▶ **STATED PROBLEM**
Print the text on the Tunisian reconciliation law word for word, in full.

--- Start of SOURCE TEXT ---

Government supporters accused them of playing to the gallery.

"We're facing some of the most simplistic populism I've ever seen," Samir Labidi, a representative of the ruling Nidaa Tounes party in Tunis told RFI.

President Beji Caid Essebsi's ruling party has been pushing the reconciliation law since 2015, arguing it will improve the investment climate and help revive Tunisia's ailing economy.

"I don't understand what all the fuss is about," says Labidi, arguing that it fills a legal loophole in Tunisia's 2013 Transitional Justice Law.

That aimed to bring past abusers to account for their crimes and included a provision to pardon corrupt businesspeople if they fully complied with the transitional justice process and repaid their ill-gotten gains.

This law was "a legal absurdity", Labidi maintains. "For the civil servant who never stole, this law lets them fall through the cracks. The reconciliation law fills this legal loophole."

NGOs fear threat to Arab Spring's gains

But many civil society leaders fear the law will whitewash the entrenched corruption that fuelled the public anger behind the 2011 Arab Spring.

"This reconciliation bill is a set back to freedom and liberty in Tunisia," Amine Allouche, a member of parliamentary watchdog Bawsala told RFI.

"It offers amnesty, it doesn't offer reconciliation. It offers amnesty to corrupt civil servants and the like, meaning their ministers and high officials who served under the Ben Ali regime and who were involved in administrative fraud that led in many cases to financial fraud and to economic fraud."

--- End of SOURCE TEXT ---
--- Start of ENTRIES PROVIDED ---

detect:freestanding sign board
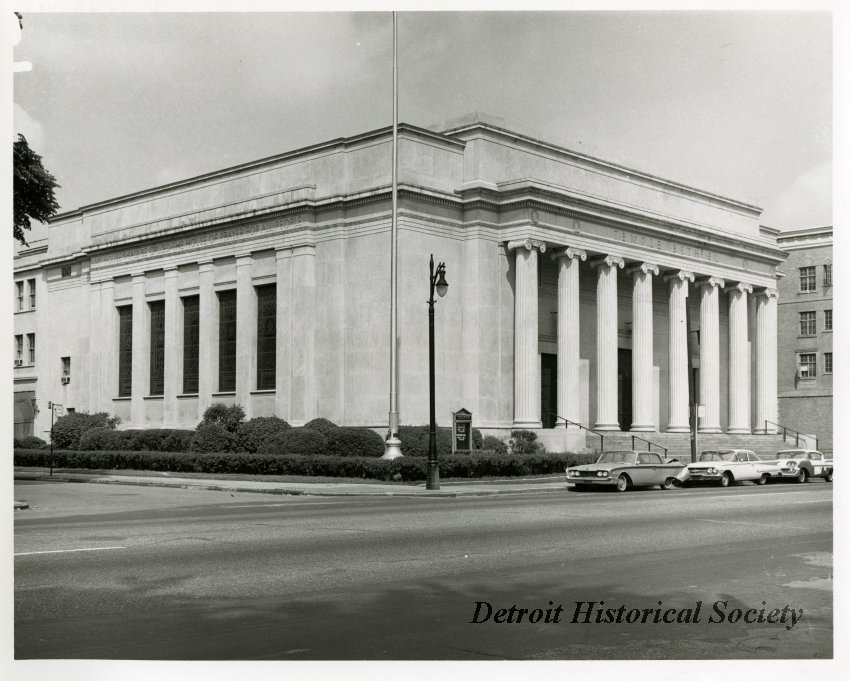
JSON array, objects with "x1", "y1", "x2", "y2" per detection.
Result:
[{"x1": 452, "y1": 409, "x2": 472, "y2": 454}]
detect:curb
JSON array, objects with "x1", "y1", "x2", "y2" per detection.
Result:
[{"x1": 14, "y1": 472, "x2": 565, "y2": 498}]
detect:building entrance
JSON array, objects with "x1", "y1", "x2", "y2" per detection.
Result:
[{"x1": 617, "y1": 348, "x2": 632, "y2": 431}]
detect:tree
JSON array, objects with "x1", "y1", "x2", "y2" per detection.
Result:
[{"x1": 12, "y1": 134, "x2": 59, "y2": 246}]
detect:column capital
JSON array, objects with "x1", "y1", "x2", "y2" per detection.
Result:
[
  {"x1": 590, "y1": 255, "x2": 626, "y2": 269},
  {"x1": 664, "y1": 270, "x2": 694, "y2": 283},
  {"x1": 723, "y1": 281, "x2": 753, "y2": 293},
  {"x1": 696, "y1": 277, "x2": 726, "y2": 288},
  {"x1": 626, "y1": 262, "x2": 659, "y2": 275},
  {"x1": 507, "y1": 239, "x2": 546, "y2": 253},
  {"x1": 552, "y1": 246, "x2": 587, "y2": 261}
]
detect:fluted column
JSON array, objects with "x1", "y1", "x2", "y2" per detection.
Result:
[
  {"x1": 631, "y1": 263, "x2": 658, "y2": 432},
  {"x1": 699, "y1": 277, "x2": 726, "y2": 433},
  {"x1": 162, "y1": 267, "x2": 183, "y2": 426},
  {"x1": 552, "y1": 248, "x2": 587, "y2": 428},
  {"x1": 130, "y1": 274, "x2": 150, "y2": 428},
  {"x1": 727, "y1": 283, "x2": 753, "y2": 434},
  {"x1": 664, "y1": 270, "x2": 694, "y2": 433},
  {"x1": 592, "y1": 255, "x2": 625, "y2": 430},
  {"x1": 508, "y1": 239, "x2": 546, "y2": 428},
  {"x1": 236, "y1": 255, "x2": 257, "y2": 418},
  {"x1": 754, "y1": 288, "x2": 777, "y2": 434},
  {"x1": 198, "y1": 261, "x2": 218, "y2": 418}
]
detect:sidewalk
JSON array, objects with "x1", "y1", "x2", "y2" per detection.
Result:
[{"x1": 15, "y1": 467, "x2": 567, "y2": 500}]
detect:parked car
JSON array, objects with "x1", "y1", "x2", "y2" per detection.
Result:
[
  {"x1": 567, "y1": 450, "x2": 688, "y2": 492},
  {"x1": 688, "y1": 449, "x2": 779, "y2": 487},
  {"x1": 776, "y1": 449, "x2": 832, "y2": 482}
]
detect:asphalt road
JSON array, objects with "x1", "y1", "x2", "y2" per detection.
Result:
[{"x1": 15, "y1": 481, "x2": 833, "y2": 660}]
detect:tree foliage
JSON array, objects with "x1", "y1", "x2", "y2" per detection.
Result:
[{"x1": 13, "y1": 134, "x2": 59, "y2": 246}]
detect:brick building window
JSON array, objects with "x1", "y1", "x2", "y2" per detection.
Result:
[
  {"x1": 183, "y1": 296, "x2": 201, "y2": 393},
  {"x1": 800, "y1": 265, "x2": 817, "y2": 291},
  {"x1": 148, "y1": 300, "x2": 165, "y2": 395},
  {"x1": 118, "y1": 305, "x2": 133, "y2": 397},
  {"x1": 257, "y1": 284, "x2": 277, "y2": 390},
  {"x1": 797, "y1": 352, "x2": 817, "y2": 378},
  {"x1": 800, "y1": 310, "x2": 817, "y2": 336},
  {"x1": 218, "y1": 291, "x2": 236, "y2": 392}
]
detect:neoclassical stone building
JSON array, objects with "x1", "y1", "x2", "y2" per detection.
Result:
[{"x1": 9, "y1": 116, "x2": 785, "y2": 449}]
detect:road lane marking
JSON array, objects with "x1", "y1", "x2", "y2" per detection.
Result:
[
  {"x1": 15, "y1": 546, "x2": 127, "y2": 556},
  {"x1": 697, "y1": 518, "x2": 809, "y2": 532}
]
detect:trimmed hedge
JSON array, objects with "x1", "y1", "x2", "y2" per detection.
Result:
[
  {"x1": 14, "y1": 448, "x2": 595, "y2": 481},
  {"x1": 236, "y1": 416, "x2": 292, "y2": 452},
  {"x1": 398, "y1": 426, "x2": 482, "y2": 457}
]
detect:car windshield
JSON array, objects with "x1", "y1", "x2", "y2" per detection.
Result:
[
  {"x1": 699, "y1": 449, "x2": 735, "y2": 461},
  {"x1": 596, "y1": 452, "x2": 637, "y2": 463}
]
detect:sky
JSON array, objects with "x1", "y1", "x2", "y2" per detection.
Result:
[{"x1": 8, "y1": 3, "x2": 833, "y2": 229}]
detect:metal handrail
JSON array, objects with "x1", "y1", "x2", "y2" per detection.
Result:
[
  {"x1": 546, "y1": 409, "x2": 605, "y2": 454},
  {"x1": 764, "y1": 419, "x2": 818, "y2": 449},
  {"x1": 632, "y1": 435, "x2": 667, "y2": 459}
]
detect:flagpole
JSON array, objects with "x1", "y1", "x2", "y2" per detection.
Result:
[{"x1": 383, "y1": 12, "x2": 402, "y2": 459}]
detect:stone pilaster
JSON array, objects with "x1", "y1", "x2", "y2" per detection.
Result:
[
  {"x1": 552, "y1": 248, "x2": 587, "y2": 428},
  {"x1": 236, "y1": 255, "x2": 257, "y2": 419},
  {"x1": 508, "y1": 239, "x2": 546, "y2": 428},
  {"x1": 162, "y1": 267, "x2": 183, "y2": 427},
  {"x1": 630, "y1": 263, "x2": 658, "y2": 432},
  {"x1": 591, "y1": 255, "x2": 625, "y2": 430},
  {"x1": 198, "y1": 261, "x2": 218, "y2": 418},
  {"x1": 698, "y1": 277, "x2": 726, "y2": 433},
  {"x1": 754, "y1": 288, "x2": 777, "y2": 434},
  {"x1": 664, "y1": 270, "x2": 694, "y2": 433},
  {"x1": 727, "y1": 283, "x2": 753, "y2": 434}
]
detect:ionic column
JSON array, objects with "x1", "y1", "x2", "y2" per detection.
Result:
[
  {"x1": 130, "y1": 274, "x2": 151, "y2": 428},
  {"x1": 754, "y1": 288, "x2": 777, "y2": 434},
  {"x1": 726, "y1": 283, "x2": 753, "y2": 434},
  {"x1": 162, "y1": 267, "x2": 183, "y2": 426},
  {"x1": 664, "y1": 270, "x2": 694, "y2": 433},
  {"x1": 698, "y1": 277, "x2": 726, "y2": 433},
  {"x1": 236, "y1": 255, "x2": 257, "y2": 419},
  {"x1": 631, "y1": 263, "x2": 658, "y2": 432},
  {"x1": 552, "y1": 248, "x2": 587, "y2": 428},
  {"x1": 508, "y1": 239, "x2": 546, "y2": 428},
  {"x1": 274, "y1": 248, "x2": 292, "y2": 422},
  {"x1": 198, "y1": 260, "x2": 218, "y2": 420},
  {"x1": 591, "y1": 255, "x2": 625, "y2": 430}
]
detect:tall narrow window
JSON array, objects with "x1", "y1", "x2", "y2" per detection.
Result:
[
  {"x1": 218, "y1": 291, "x2": 236, "y2": 392},
  {"x1": 800, "y1": 265, "x2": 816, "y2": 291},
  {"x1": 183, "y1": 296, "x2": 201, "y2": 393},
  {"x1": 148, "y1": 300, "x2": 165, "y2": 395},
  {"x1": 257, "y1": 284, "x2": 277, "y2": 390},
  {"x1": 118, "y1": 305, "x2": 133, "y2": 397}
]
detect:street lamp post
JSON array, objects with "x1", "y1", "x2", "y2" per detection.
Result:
[{"x1": 425, "y1": 254, "x2": 449, "y2": 489}]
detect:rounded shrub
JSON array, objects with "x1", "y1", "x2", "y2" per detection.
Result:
[
  {"x1": 325, "y1": 427, "x2": 385, "y2": 457},
  {"x1": 52, "y1": 411, "x2": 121, "y2": 449},
  {"x1": 236, "y1": 416, "x2": 292, "y2": 453},
  {"x1": 189, "y1": 423, "x2": 236, "y2": 453},
  {"x1": 304, "y1": 418, "x2": 339, "y2": 437},
  {"x1": 257, "y1": 428, "x2": 328, "y2": 455}
]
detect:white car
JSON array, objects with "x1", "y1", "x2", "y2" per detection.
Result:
[
  {"x1": 688, "y1": 449, "x2": 779, "y2": 487},
  {"x1": 776, "y1": 449, "x2": 832, "y2": 482}
]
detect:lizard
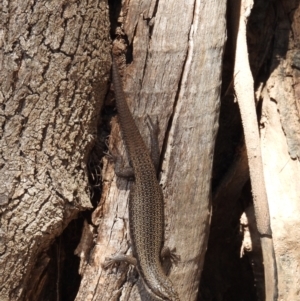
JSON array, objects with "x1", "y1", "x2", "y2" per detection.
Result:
[{"x1": 105, "y1": 54, "x2": 180, "y2": 301}]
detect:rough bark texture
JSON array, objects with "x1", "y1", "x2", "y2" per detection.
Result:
[
  {"x1": 261, "y1": 1, "x2": 300, "y2": 300},
  {"x1": 76, "y1": 1, "x2": 226, "y2": 300},
  {"x1": 200, "y1": 0, "x2": 300, "y2": 300},
  {"x1": 0, "y1": 1, "x2": 110, "y2": 301}
]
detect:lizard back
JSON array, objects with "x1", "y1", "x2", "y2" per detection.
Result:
[{"x1": 112, "y1": 58, "x2": 179, "y2": 301}]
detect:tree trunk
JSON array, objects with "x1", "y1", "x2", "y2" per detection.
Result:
[
  {"x1": 200, "y1": 0, "x2": 300, "y2": 300},
  {"x1": 0, "y1": 0, "x2": 300, "y2": 301},
  {"x1": 0, "y1": 0, "x2": 110, "y2": 301},
  {"x1": 76, "y1": 1, "x2": 226, "y2": 301}
]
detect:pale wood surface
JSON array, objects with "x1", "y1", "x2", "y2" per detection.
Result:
[{"x1": 76, "y1": 1, "x2": 226, "y2": 301}]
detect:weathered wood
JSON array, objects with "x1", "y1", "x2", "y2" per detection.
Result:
[
  {"x1": 76, "y1": 1, "x2": 226, "y2": 301},
  {"x1": 0, "y1": 0, "x2": 110, "y2": 301}
]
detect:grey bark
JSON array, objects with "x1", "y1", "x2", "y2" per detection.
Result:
[
  {"x1": 0, "y1": 0, "x2": 110, "y2": 301},
  {"x1": 76, "y1": 1, "x2": 226, "y2": 301}
]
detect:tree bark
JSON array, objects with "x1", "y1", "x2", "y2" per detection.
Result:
[
  {"x1": 76, "y1": 1, "x2": 226, "y2": 301},
  {"x1": 200, "y1": 0, "x2": 300, "y2": 300},
  {"x1": 0, "y1": 0, "x2": 110, "y2": 301}
]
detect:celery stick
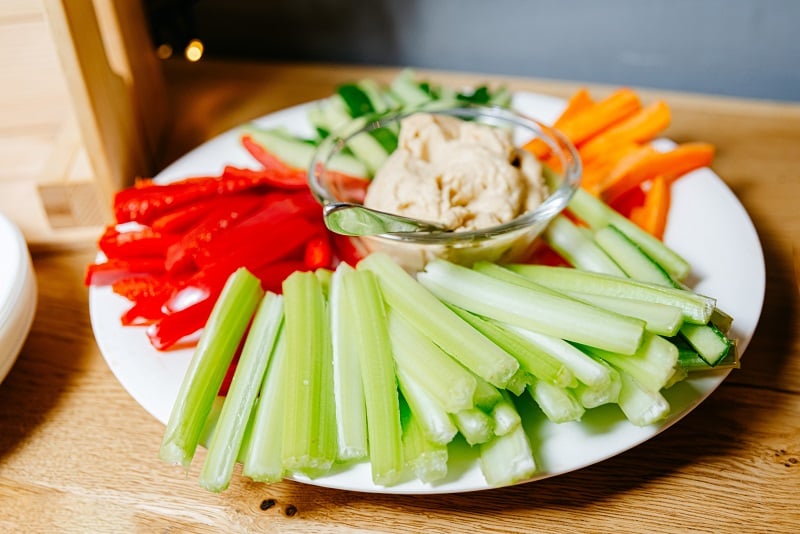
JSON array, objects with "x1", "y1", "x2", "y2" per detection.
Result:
[
  {"x1": 451, "y1": 306, "x2": 575, "y2": 393},
  {"x1": 617, "y1": 373, "x2": 670, "y2": 426},
  {"x1": 479, "y1": 416, "x2": 536, "y2": 486},
  {"x1": 200, "y1": 292, "x2": 283, "y2": 492},
  {"x1": 583, "y1": 334, "x2": 678, "y2": 392},
  {"x1": 507, "y1": 325, "x2": 611, "y2": 388},
  {"x1": 528, "y1": 380, "x2": 585, "y2": 423},
  {"x1": 572, "y1": 359, "x2": 622, "y2": 409},
  {"x1": 491, "y1": 391, "x2": 522, "y2": 436},
  {"x1": 397, "y1": 368, "x2": 458, "y2": 445},
  {"x1": 543, "y1": 215, "x2": 625, "y2": 276},
  {"x1": 242, "y1": 328, "x2": 287, "y2": 483},
  {"x1": 453, "y1": 408, "x2": 494, "y2": 445},
  {"x1": 358, "y1": 253, "x2": 519, "y2": 388},
  {"x1": 281, "y1": 271, "x2": 336, "y2": 477},
  {"x1": 342, "y1": 271, "x2": 403, "y2": 486},
  {"x1": 403, "y1": 411, "x2": 448, "y2": 484},
  {"x1": 159, "y1": 268, "x2": 264, "y2": 468},
  {"x1": 329, "y1": 262, "x2": 367, "y2": 461},
  {"x1": 417, "y1": 259, "x2": 644, "y2": 354},
  {"x1": 569, "y1": 189, "x2": 691, "y2": 281},
  {"x1": 509, "y1": 264, "x2": 715, "y2": 326},
  {"x1": 388, "y1": 309, "x2": 476, "y2": 412}
]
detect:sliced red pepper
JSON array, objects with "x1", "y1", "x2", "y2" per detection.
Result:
[
  {"x1": 222, "y1": 165, "x2": 308, "y2": 193},
  {"x1": 84, "y1": 258, "x2": 165, "y2": 286},
  {"x1": 147, "y1": 296, "x2": 216, "y2": 350},
  {"x1": 193, "y1": 193, "x2": 323, "y2": 268},
  {"x1": 303, "y1": 232, "x2": 333, "y2": 271},
  {"x1": 98, "y1": 226, "x2": 178, "y2": 258},
  {"x1": 240, "y1": 135, "x2": 308, "y2": 187},
  {"x1": 164, "y1": 195, "x2": 263, "y2": 272}
]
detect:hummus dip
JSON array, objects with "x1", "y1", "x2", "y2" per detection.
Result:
[{"x1": 364, "y1": 113, "x2": 547, "y2": 230}]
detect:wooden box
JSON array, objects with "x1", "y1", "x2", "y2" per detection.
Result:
[{"x1": 0, "y1": 0, "x2": 168, "y2": 248}]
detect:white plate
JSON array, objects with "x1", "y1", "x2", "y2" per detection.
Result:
[
  {"x1": 89, "y1": 93, "x2": 764, "y2": 493},
  {"x1": 0, "y1": 213, "x2": 36, "y2": 382}
]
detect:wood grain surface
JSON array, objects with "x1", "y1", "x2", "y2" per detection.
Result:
[{"x1": 0, "y1": 64, "x2": 800, "y2": 533}]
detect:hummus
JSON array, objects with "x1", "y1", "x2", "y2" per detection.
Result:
[{"x1": 364, "y1": 113, "x2": 547, "y2": 230}]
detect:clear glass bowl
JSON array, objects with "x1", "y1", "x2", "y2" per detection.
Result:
[{"x1": 308, "y1": 103, "x2": 581, "y2": 272}]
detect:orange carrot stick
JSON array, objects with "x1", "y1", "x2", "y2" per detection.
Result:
[
  {"x1": 553, "y1": 87, "x2": 594, "y2": 129},
  {"x1": 600, "y1": 143, "x2": 714, "y2": 203},
  {"x1": 580, "y1": 100, "x2": 671, "y2": 164},
  {"x1": 630, "y1": 176, "x2": 671, "y2": 239}
]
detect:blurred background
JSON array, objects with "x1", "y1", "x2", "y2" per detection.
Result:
[{"x1": 144, "y1": 0, "x2": 800, "y2": 101}]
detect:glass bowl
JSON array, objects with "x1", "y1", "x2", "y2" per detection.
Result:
[{"x1": 308, "y1": 102, "x2": 581, "y2": 272}]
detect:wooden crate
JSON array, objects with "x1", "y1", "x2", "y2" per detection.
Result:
[{"x1": 0, "y1": 0, "x2": 168, "y2": 248}]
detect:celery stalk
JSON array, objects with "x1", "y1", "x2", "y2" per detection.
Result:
[
  {"x1": 491, "y1": 391, "x2": 522, "y2": 436},
  {"x1": 528, "y1": 380, "x2": 586, "y2": 423},
  {"x1": 479, "y1": 410, "x2": 536, "y2": 486},
  {"x1": 242, "y1": 328, "x2": 287, "y2": 483},
  {"x1": 329, "y1": 262, "x2": 367, "y2": 461},
  {"x1": 281, "y1": 271, "x2": 336, "y2": 477},
  {"x1": 453, "y1": 408, "x2": 494, "y2": 445},
  {"x1": 388, "y1": 309, "x2": 476, "y2": 412},
  {"x1": 617, "y1": 373, "x2": 670, "y2": 426},
  {"x1": 583, "y1": 334, "x2": 678, "y2": 398},
  {"x1": 358, "y1": 253, "x2": 519, "y2": 388},
  {"x1": 342, "y1": 270, "x2": 403, "y2": 486},
  {"x1": 159, "y1": 268, "x2": 264, "y2": 468},
  {"x1": 397, "y1": 368, "x2": 458, "y2": 445},
  {"x1": 200, "y1": 292, "x2": 283, "y2": 492},
  {"x1": 417, "y1": 260, "x2": 644, "y2": 354},
  {"x1": 452, "y1": 306, "x2": 575, "y2": 393},
  {"x1": 403, "y1": 411, "x2": 448, "y2": 483}
]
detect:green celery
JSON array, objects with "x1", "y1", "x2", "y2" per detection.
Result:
[
  {"x1": 478, "y1": 412, "x2": 536, "y2": 486},
  {"x1": 583, "y1": 334, "x2": 678, "y2": 392},
  {"x1": 543, "y1": 215, "x2": 625, "y2": 276},
  {"x1": 509, "y1": 264, "x2": 715, "y2": 326},
  {"x1": 528, "y1": 380, "x2": 586, "y2": 423},
  {"x1": 617, "y1": 373, "x2": 670, "y2": 426},
  {"x1": 452, "y1": 306, "x2": 575, "y2": 386},
  {"x1": 453, "y1": 408, "x2": 494, "y2": 445},
  {"x1": 397, "y1": 368, "x2": 458, "y2": 445},
  {"x1": 200, "y1": 292, "x2": 283, "y2": 492},
  {"x1": 358, "y1": 253, "x2": 519, "y2": 388},
  {"x1": 388, "y1": 309, "x2": 476, "y2": 412},
  {"x1": 491, "y1": 391, "x2": 522, "y2": 436},
  {"x1": 417, "y1": 259, "x2": 644, "y2": 354},
  {"x1": 507, "y1": 325, "x2": 611, "y2": 388},
  {"x1": 403, "y1": 404, "x2": 448, "y2": 484},
  {"x1": 242, "y1": 328, "x2": 288, "y2": 483},
  {"x1": 342, "y1": 270, "x2": 403, "y2": 486},
  {"x1": 329, "y1": 262, "x2": 368, "y2": 461},
  {"x1": 281, "y1": 271, "x2": 337, "y2": 477},
  {"x1": 159, "y1": 268, "x2": 264, "y2": 468}
]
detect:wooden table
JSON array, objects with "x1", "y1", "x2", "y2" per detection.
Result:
[{"x1": 0, "y1": 64, "x2": 800, "y2": 532}]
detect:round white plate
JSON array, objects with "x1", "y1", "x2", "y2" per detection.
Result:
[
  {"x1": 0, "y1": 213, "x2": 37, "y2": 382},
  {"x1": 89, "y1": 93, "x2": 764, "y2": 494}
]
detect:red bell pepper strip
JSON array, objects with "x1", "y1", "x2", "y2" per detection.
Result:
[
  {"x1": 98, "y1": 226, "x2": 178, "y2": 258},
  {"x1": 240, "y1": 134, "x2": 308, "y2": 187},
  {"x1": 84, "y1": 258, "x2": 165, "y2": 286},
  {"x1": 147, "y1": 297, "x2": 216, "y2": 350},
  {"x1": 303, "y1": 236, "x2": 333, "y2": 271},
  {"x1": 164, "y1": 195, "x2": 263, "y2": 273},
  {"x1": 222, "y1": 165, "x2": 308, "y2": 190}
]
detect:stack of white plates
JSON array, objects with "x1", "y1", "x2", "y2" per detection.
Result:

--- End of ENTRIES PROVIDED ---

▶ **RESULT**
Government supporters accused them of playing to the gallery.

"We're facing some of the most simplistic populism I've ever seen," Samir Labidi, a representative of the ruling Nidaa Tounes party in Tunis told RFI.

President Beji Caid Essebsi's ruling party has been pushing the reconciliation law since 2015, arguing it will improve the investment climate and help revive Tunisia's ailing economy.

"I don't understand what all the fuss is about," says Labidi, arguing that it fills a legal loophole in Tunisia's 2013 Transitional Justice Law.

That aimed to bring past abusers to account for their crimes and included a provision to pardon corrupt businesspeople if they fully complied with the transitional justice process and repaid their ill-gotten gains.

This law was "a legal absurdity", Labidi maintains. "For the civil servant who never stole, this law lets them fall through the cracks. The reconciliation law fills this legal loophole."

NGOs fear threat to Arab Spring's gains

But many civil society leaders fear the law will whitewash the entrenched corruption that fuelled the public anger behind the 2011 Arab Spring.

"This reconciliation bill is a set back to freedom and liberty in Tunisia," Amine Allouche, a member of parliamentary watchdog Bawsala told RFI.

"It offers amnesty, it doesn't offer reconciliation. It offers amnesty to corrupt civil servants and the like, meaning their ministers and high officials who served under the Ben Ali regime and who were involved in administrative fraud that led in many cases to financial fraud and to economic fraud."